Saved entries
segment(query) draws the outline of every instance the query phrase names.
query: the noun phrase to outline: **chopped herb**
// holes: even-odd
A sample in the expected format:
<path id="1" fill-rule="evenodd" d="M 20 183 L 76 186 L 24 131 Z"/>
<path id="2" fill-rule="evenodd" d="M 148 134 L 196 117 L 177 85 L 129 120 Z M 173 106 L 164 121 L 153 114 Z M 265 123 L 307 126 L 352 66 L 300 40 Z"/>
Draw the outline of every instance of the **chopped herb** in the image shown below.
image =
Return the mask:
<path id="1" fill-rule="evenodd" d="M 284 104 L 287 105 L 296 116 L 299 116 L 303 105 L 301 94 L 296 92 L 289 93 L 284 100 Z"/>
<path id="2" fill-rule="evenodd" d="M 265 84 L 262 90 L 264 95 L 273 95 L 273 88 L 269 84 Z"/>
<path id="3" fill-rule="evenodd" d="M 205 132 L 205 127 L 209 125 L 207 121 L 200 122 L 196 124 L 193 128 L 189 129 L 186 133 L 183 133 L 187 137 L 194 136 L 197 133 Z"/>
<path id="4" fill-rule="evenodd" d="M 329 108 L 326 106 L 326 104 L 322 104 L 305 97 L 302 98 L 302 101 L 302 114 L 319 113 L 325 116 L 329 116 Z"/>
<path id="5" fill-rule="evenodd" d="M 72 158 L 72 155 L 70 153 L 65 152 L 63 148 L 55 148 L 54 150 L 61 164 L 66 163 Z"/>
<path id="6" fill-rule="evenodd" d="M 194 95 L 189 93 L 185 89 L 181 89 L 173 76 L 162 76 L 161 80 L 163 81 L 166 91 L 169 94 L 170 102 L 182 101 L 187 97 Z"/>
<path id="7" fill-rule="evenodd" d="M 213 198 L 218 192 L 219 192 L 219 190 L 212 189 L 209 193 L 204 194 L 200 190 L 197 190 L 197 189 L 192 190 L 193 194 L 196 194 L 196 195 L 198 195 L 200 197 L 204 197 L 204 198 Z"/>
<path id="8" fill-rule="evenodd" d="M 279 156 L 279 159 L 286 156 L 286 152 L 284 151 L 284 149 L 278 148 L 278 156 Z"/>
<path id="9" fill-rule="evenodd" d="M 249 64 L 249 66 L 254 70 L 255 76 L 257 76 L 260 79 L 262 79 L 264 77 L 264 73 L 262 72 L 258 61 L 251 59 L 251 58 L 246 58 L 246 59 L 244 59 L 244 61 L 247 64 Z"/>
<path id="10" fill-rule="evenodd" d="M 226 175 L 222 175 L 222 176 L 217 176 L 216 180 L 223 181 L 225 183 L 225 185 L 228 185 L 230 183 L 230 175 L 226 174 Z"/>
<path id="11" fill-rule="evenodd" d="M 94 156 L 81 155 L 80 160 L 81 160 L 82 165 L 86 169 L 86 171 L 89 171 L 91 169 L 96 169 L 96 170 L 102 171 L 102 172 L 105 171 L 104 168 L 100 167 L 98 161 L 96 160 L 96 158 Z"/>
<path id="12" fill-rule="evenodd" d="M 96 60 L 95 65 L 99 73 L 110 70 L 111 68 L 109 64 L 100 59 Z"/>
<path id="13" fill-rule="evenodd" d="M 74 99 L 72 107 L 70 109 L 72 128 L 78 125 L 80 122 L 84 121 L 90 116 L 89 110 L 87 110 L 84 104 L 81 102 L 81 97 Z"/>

**Task to carry out:** An exact copy of every record is required here.

**Response for this exercise:**
segment(query) draws the outline of every instance the query phrase names.
query: the noun phrase to outline: **chopped herb**
// holes: even-odd
A sample in the expected format:
<path id="1" fill-rule="evenodd" d="M 20 183 L 76 186 L 24 131 Z"/>
<path id="2" fill-rule="evenodd" d="M 148 134 L 196 117 L 177 85 L 129 120 Z M 173 106 L 164 121 L 153 114 Z M 265 123 L 307 126 L 352 66 L 300 40 Z"/>
Draw the outline of every instance of the **chopped herb** in the image shown below.
image =
Return the mask:
<path id="1" fill-rule="evenodd" d="M 284 104 L 287 105 L 296 116 L 299 116 L 303 105 L 301 94 L 296 92 L 289 93 L 284 100 Z"/>
<path id="2" fill-rule="evenodd" d="M 265 84 L 262 90 L 264 95 L 273 95 L 273 88 L 269 84 Z"/>
<path id="3" fill-rule="evenodd" d="M 205 132 L 205 127 L 209 125 L 207 121 L 200 122 L 196 124 L 193 128 L 189 129 L 186 133 L 183 133 L 187 137 L 194 136 L 197 133 Z"/>
<path id="4" fill-rule="evenodd" d="M 329 108 L 326 106 L 326 104 L 322 104 L 305 97 L 302 98 L 302 101 L 302 114 L 319 113 L 325 116 L 329 116 Z"/>
<path id="5" fill-rule="evenodd" d="M 72 158 L 72 155 L 70 153 L 65 152 L 63 148 L 55 148 L 54 150 L 61 164 L 66 163 Z"/>
<path id="6" fill-rule="evenodd" d="M 194 95 L 189 93 L 185 89 L 181 89 L 173 76 L 162 76 L 161 80 L 163 81 L 166 91 L 169 94 L 170 102 L 182 101 L 187 97 Z"/>
<path id="7" fill-rule="evenodd" d="M 213 198 L 218 192 L 219 192 L 219 190 L 212 189 L 209 193 L 204 194 L 200 190 L 197 190 L 197 189 L 192 190 L 193 194 L 196 194 L 196 195 L 198 195 L 200 197 L 204 197 L 204 198 Z"/>
<path id="8" fill-rule="evenodd" d="M 279 156 L 279 159 L 286 156 L 286 152 L 284 151 L 284 149 L 278 148 L 278 156 Z"/>
<path id="9" fill-rule="evenodd" d="M 249 64 L 249 66 L 254 70 L 255 76 L 257 76 L 260 79 L 262 79 L 264 77 L 264 73 L 262 72 L 258 61 L 251 59 L 251 58 L 246 58 L 246 59 L 244 59 L 244 61 L 247 64 Z"/>
<path id="10" fill-rule="evenodd" d="M 226 175 L 222 175 L 222 176 L 217 176 L 216 180 L 223 181 L 225 183 L 225 185 L 228 185 L 230 183 L 230 175 L 226 174 Z"/>
<path id="11" fill-rule="evenodd" d="M 94 156 L 81 155 L 80 160 L 81 160 L 82 165 L 86 169 L 86 171 L 89 171 L 91 169 L 96 169 L 96 170 L 102 171 L 102 172 L 105 171 L 104 168 L 100 167 L 98 161 L 96 160 L 96 158 Z"/>
<path id="12" fill-rule="evenodd" d="M 96 60 L 95 65 L 99 73 L 110 70 L 111 68 L 109 64 L 100 59 Z"/>
<path id="13" fill-rule="evenodd" d="M 74 99 L 72 107 L 70 109 L 72 128 L 78 125 L 80 122 L 84 121 L 90 116 L 89 110 L 87 110 L 84 104 L 81 102 L 81 97 Z"/>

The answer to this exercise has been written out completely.